====== RECORDS FOR PROCESSING
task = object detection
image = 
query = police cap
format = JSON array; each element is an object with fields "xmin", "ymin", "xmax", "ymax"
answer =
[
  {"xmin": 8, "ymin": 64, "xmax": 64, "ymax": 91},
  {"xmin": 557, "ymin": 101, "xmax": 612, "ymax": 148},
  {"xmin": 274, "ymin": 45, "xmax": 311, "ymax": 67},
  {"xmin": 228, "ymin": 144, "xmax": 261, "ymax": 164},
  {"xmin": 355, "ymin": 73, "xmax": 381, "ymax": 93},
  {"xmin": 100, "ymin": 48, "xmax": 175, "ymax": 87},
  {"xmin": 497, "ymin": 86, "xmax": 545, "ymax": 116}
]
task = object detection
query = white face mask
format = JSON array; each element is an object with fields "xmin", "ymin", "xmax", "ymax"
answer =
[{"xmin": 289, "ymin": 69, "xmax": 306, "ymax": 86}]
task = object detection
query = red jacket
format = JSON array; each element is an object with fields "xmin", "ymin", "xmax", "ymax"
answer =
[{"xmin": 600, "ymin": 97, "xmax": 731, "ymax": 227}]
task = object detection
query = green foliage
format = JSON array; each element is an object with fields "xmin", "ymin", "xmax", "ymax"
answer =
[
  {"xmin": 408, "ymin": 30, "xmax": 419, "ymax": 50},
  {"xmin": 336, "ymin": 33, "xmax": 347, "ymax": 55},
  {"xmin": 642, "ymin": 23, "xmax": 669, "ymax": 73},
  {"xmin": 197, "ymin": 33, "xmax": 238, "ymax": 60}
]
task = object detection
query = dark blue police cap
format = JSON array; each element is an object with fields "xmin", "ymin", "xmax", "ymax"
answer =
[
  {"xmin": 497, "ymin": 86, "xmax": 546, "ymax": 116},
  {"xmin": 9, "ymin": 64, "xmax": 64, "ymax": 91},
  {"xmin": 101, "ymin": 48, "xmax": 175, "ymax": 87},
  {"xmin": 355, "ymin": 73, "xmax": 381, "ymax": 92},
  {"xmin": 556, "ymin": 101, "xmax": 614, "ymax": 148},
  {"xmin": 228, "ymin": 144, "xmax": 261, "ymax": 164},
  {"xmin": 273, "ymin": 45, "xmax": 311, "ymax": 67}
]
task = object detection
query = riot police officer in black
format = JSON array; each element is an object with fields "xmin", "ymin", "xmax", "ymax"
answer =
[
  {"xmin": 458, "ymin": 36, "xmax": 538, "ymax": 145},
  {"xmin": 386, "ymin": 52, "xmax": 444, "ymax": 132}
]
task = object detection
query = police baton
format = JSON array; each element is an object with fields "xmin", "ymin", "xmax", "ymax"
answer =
============
▸ PROMPT:
Show every line in the entries above that contains the word "query".

▸ EXERCISE RESULT:
query = police cap
query = white face mask
query = red jacket
query = green foliage
query = dark blue police cap
query = riot police officer in black
query = police baton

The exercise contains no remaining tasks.